## Exercise tasks
A: Echo the part of the Hyderabad 2005–06 season page below, starting at "- Coach: Rajesh" and ending at "in domestic competitions.".
B: Using the Hyderabad 2005–06 season page below, say whether each statement agrees with it. Answer yes or no and quote the deciding words. (i) The Hyderabad team is run by the Hyderabad Cricket Association. (ii) The 2005–06 season was the team's 70th competitive season. (iii) Rajesh Yadav was the team's captain.
C: From the squads in the Hyderabad 2005–06 season page below, list every player who appears in only one of the two squads, the Ranji Trophy squad or the Ranji One–Day Trophy squad.

+++ Source document

Hyderabad C.A.
- Coach: Rajesh Yadav
- Captain: Arjun Yadav
- Ground(s): Rajiv Gandhi International Cricket Stadium, Hyderabad Gymkhana Ground, Hyderabad
- Ranji Trophy: Elite Group B (4th)
- Ranji One–Day Trophy: South Zone (6th)

= 2005–06 Hyderabad C.A. season =

The 2005–06 season is Hyderabad cricket team's 72nd competitive season. The Hyderabad cricket team is senior men's domestic cricket team based in the city of Hyderabad, India, run by the Hyderabad Cricket Association. They represent the region of Telangana in the state of Andhra Pradesh in domestic competitions.

==Competition overview==

| Category | Competition | Format | First match | Last match | Final position | Pld | W | L | D / T / NR | Win % |
|---|---|---|---|---|---|---|---|---|---|---|
| Senior men's | Ranji Trophy | First-class cricket | 1 December 2005 | 10 January 2006 | Elite Group Stage | 6 | 1 | 3 | 2 | 16.66% |
| Senior men's | Ranji One–Day Trophy | List A cricket | 10 February 2006 | 16 February 2006 | Zonal Stage | 5 | 0 | 5 | 0 | 0% |

==Squads==
- Head coach: Rajesh Yadav

| Ranji Trophy | Ranji One–Day Trophy |
|---|---|
| Arjun Yadav (c); Daniel Manohar; Shashank Nag; Anirudh Singh; Devishetty Vinay Kumar; Abhinav Kumar; Ibrahim Khaleel (wk); Pragyan Ojha; Inder Shekar Reddy; Kaushik Reddy; Pagadala Niranjan; Amol Shinde; Anoop Pai; Alfred Absolem; V. V. S. Laxman; Narender Pal Singh; | Arjun Yadav (c); Alfred Absolem; Anirudh Singh; Anoop Pai; Mungala Arjun; Kaushik Reddy; Ibrahim Khaleel (wk); Narender Pal Singh; Pagadala Niranjan; Pragyan Ojha; Inder Shekar Reddy; Shashank Nag; Amol Shinde; Syed Quadri; Devishetty Vinay Kumar; |

Rayudu and Suman moved from the Hyderabad to the Andhra ahead of the 2005–06 season.

++++++
+++ Dataset

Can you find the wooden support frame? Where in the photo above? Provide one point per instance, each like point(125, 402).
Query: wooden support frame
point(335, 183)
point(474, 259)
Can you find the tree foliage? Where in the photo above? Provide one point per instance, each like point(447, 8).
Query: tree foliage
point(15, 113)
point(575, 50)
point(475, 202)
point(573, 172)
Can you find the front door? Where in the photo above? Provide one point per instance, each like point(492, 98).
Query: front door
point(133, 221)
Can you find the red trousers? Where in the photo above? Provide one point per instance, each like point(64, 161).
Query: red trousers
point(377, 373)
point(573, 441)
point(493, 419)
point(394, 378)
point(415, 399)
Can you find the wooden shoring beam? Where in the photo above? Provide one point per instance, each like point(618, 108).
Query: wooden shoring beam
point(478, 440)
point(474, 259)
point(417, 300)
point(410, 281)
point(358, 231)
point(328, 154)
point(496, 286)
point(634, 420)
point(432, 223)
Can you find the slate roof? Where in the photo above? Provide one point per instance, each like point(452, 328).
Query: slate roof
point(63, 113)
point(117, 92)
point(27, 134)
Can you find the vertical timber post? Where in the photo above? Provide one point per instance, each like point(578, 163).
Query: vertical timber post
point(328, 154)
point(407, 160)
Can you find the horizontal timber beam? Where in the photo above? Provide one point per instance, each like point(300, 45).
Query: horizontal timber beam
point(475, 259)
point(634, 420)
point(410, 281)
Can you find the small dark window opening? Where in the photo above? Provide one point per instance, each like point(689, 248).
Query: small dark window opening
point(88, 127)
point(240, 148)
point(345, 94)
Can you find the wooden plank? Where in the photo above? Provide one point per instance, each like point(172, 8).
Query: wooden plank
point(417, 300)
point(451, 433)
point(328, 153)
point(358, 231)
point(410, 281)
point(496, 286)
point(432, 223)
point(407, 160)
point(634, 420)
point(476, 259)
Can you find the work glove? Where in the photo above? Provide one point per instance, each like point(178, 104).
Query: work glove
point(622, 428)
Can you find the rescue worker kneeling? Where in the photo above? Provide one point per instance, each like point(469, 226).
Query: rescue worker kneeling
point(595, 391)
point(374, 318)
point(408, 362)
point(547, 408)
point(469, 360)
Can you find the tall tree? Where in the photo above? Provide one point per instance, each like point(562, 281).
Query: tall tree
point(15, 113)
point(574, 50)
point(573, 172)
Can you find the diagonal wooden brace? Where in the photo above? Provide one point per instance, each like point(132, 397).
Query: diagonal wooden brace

++++++

## In response
A:
- Coach: Rajesh Yadav
- Captain: Arjun Yadav
- Ground(s): Rajiv Gandhi International Cricket Stadium, Hyderabad Gymkhana Ground, Hyderabad
- Ranji Trophy: Elite Group B (4th)
- Ranji One–Day Trophy: South Zone (6th)

= 2005–06 Hyderabad C.A. season =

The 2005–06 season is Hyderabad cricket team's 72nd competitive season. The Hyderabad cricket team is senior men's domestic cricket team based in the city of Hyderabad, India, run by the Hyderabad Cricket Association. They represent the region of Telangana in the state of Andhra Pradesh in domestic competitions.

B:
(i) Yes: "run by the Hyderabad Cricket Association"
(ii) No: "Hyderabad cricket team's 72nd competitive season"
(iii) No: "Captain: Arjun Yadav"

C:
Ranji Trophy squad only: Daniel Manohar, Abhinav Kumar, V. V. S. Laxman
Ranji One–Day Trophy squad only: Mungala Arjun, Syed Quadri